§ Page extract:
▽
Through persistent sleuthing, Lim managed to track down
eyewitnesses who all tell the same tale of extreme police brutality.
Perhaps the worst act occurred in the closed courtyard of the Jinjiang
Hotel. Up to a hundred protesters were herded into the courtyard,
savagely beaten with iron poles and casually thrown into trucks.
"They threw them into the truck, they threw them like
garbage," said one eyewitness. "I don't remember anyone
screaming. There was no noise, just the bodies piling on top of each
other. There were definitely lifeless bodies. I imagined if anyone were
still alive they would not survive in the pile. It was horrifying."
Clearly, Chengdu witnessed a smaller Tiananmen massacre that has gone
virtually unrecorded until now. It is just another chapter in the
Chinese narrative of amnesia. To move from Louisa Lim's expansive
reportage to Rowena He's introspective style is to experience a
sort of claustrophobia. "This book is primarily an oral history of
three exiled student leaders from the 1989 Tiananmen Movement in
China," Rowana He tells us at the outset. But her book is more than
that. For there is a fourth major character: the author herself. Though
she was too young to participate in the protests, she was traumatized by
the killings. She tells us that on the day after the massacre, she went
to school wearing a black armband. A kindly teacher persuaded her to
remove it before she got into serious trouble. But her anger did not
subside. "I felt a strong sense of guilt although I was not
responsible for the massacre. Maybe that is what people call
'survivor's guilt,'" she writes. "I considered
it a sin to enjoy life with the thought that many others were suffering
in prison or in exile. I later realized that I was not exceptional among
those of the Tiananmen Generation. Ironically, we became the best
illustration of the two central themes in Communist
education--'sacrifice' and 'idealism'." She
immigrated to Canada in 1998, continued her education in Toronto, and
now teaches a popular course on Tiananmen at Harvard.
△
§ Exercise instructions:
Answer these questions from the excerpt on Tiananmen:
1. Into what place were up to a hundred protesters herded?
2. What did Rowena He wear to school on the day after the massacre?
3. In what year did she immigrate to Canada?
The rows have no connection to the excerpt on Tiananmen.

Items from a dataset
▽
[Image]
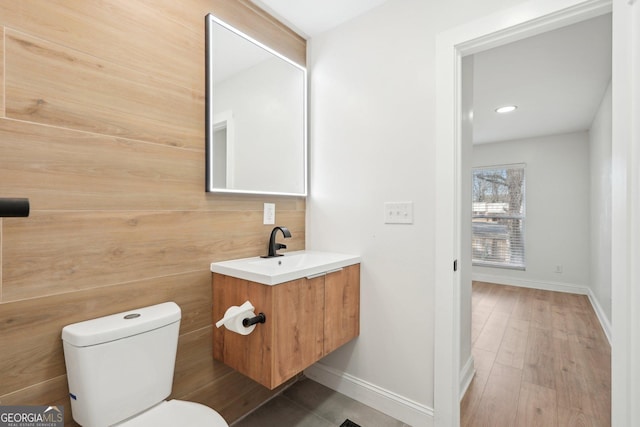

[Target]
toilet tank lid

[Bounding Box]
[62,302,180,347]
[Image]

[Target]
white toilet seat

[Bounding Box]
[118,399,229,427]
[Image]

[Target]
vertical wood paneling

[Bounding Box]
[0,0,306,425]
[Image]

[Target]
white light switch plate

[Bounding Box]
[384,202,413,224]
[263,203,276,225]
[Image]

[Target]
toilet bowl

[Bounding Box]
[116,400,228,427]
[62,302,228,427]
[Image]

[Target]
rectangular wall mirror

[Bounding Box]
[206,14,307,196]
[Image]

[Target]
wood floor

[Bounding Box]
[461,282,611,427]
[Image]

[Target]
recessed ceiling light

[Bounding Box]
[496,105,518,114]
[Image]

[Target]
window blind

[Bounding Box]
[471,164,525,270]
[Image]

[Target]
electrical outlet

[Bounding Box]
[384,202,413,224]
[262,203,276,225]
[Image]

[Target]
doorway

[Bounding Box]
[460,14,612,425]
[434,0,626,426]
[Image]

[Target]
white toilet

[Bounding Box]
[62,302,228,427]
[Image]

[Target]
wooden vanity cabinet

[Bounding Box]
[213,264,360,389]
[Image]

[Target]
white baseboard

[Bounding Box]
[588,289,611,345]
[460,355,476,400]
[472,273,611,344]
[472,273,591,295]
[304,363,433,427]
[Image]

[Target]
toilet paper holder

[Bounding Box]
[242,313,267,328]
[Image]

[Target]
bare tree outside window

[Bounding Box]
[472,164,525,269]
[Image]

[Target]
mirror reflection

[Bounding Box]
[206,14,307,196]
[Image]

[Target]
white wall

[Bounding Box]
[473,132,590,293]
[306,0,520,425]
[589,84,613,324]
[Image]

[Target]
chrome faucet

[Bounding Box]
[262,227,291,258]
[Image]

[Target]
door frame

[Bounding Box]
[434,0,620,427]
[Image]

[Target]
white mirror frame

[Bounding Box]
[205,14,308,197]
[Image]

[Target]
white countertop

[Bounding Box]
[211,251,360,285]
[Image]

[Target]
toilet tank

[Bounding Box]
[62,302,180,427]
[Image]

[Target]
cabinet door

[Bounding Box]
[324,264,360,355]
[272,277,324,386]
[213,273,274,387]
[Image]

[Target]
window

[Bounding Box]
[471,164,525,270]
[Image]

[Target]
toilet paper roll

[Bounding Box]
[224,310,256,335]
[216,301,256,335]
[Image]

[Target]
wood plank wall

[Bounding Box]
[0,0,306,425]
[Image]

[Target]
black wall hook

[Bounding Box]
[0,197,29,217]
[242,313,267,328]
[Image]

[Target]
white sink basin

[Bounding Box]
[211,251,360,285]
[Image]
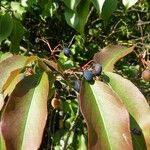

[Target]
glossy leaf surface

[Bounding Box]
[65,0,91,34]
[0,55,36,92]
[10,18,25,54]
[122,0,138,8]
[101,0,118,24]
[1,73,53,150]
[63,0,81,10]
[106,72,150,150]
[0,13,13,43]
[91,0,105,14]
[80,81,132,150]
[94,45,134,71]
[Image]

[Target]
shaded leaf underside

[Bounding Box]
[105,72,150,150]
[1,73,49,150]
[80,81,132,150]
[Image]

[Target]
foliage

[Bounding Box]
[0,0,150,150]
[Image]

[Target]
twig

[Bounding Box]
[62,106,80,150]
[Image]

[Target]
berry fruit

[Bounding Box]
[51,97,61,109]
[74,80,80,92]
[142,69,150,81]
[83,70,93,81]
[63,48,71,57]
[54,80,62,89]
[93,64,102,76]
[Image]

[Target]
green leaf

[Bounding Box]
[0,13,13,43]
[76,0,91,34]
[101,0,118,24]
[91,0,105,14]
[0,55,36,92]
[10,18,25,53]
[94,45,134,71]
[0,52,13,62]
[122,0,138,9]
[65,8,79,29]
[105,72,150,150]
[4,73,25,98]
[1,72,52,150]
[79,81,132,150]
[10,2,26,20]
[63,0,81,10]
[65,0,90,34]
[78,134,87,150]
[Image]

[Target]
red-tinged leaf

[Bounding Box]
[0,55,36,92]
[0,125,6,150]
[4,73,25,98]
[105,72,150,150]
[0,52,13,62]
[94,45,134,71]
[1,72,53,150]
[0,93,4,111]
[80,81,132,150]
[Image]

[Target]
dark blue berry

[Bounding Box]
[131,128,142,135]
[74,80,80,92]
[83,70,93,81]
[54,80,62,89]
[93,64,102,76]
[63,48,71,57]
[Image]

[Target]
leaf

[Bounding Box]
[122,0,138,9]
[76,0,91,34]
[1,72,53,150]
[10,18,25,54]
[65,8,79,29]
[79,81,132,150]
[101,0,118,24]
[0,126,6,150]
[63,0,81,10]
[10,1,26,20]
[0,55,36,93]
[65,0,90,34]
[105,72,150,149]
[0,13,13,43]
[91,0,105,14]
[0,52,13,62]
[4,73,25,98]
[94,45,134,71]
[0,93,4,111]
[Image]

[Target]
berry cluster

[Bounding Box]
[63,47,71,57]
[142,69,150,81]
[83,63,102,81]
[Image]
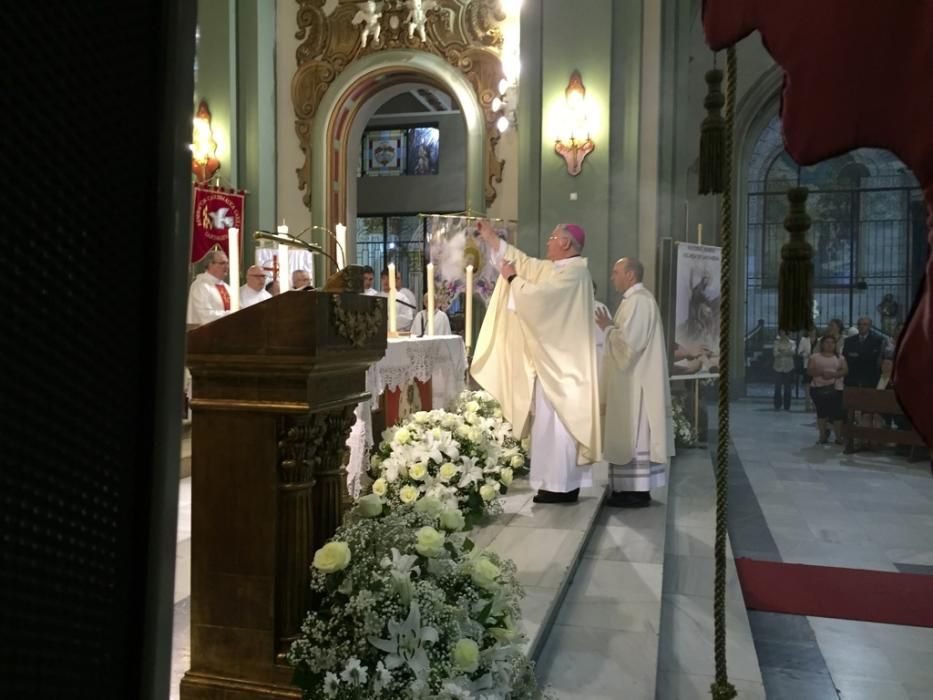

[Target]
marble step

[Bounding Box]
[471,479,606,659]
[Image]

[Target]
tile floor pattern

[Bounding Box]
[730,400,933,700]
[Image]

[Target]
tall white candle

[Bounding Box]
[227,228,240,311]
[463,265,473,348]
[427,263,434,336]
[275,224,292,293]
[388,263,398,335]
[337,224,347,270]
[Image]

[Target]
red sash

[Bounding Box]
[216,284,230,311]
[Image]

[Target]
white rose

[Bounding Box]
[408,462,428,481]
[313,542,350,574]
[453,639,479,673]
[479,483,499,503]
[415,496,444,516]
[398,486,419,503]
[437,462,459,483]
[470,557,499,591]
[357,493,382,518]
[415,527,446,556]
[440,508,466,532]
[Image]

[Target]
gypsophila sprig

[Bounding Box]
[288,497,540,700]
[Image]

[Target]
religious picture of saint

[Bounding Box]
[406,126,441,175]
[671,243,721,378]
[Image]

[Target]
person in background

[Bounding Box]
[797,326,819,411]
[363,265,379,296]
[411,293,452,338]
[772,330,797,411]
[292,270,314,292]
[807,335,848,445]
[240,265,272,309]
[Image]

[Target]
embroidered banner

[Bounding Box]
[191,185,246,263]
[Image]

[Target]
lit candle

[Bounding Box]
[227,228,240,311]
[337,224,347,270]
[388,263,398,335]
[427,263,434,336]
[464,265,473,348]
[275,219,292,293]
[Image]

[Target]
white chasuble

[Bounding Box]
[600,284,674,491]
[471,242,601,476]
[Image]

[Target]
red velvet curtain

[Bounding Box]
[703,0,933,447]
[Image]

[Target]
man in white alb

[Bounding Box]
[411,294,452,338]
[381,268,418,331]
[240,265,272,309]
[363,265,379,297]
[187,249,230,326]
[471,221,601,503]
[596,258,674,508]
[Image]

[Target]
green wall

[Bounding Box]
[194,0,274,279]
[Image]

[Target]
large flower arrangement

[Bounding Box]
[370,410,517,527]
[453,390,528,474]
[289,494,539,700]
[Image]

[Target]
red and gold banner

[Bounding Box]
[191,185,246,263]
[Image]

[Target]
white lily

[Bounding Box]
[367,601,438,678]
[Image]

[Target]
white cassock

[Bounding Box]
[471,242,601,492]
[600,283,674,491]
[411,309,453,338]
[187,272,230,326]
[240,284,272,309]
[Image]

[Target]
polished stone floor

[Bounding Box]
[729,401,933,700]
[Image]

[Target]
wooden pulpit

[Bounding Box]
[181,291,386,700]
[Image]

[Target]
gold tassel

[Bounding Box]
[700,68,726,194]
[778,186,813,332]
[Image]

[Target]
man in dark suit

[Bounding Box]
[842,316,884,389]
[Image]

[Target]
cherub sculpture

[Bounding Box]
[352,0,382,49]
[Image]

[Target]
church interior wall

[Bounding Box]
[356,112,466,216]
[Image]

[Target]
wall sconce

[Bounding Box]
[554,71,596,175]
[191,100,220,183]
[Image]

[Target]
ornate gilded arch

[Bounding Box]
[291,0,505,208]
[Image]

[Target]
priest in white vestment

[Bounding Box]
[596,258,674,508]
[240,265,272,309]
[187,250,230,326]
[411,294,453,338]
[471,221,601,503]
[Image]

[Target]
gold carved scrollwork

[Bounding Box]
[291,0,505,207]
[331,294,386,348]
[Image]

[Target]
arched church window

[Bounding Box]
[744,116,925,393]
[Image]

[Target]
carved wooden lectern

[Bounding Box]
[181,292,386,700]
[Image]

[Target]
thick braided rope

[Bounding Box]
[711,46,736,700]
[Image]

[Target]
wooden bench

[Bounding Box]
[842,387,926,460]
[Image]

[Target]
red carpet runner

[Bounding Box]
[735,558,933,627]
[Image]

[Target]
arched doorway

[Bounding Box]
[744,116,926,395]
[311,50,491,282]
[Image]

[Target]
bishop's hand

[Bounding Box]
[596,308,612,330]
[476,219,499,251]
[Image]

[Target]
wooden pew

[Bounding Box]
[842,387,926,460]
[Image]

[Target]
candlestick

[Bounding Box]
△
§ Answer for this exercise:
1. The closed courtyard of the Jinjiang Hotel.
2. A black armband.
3. 1998.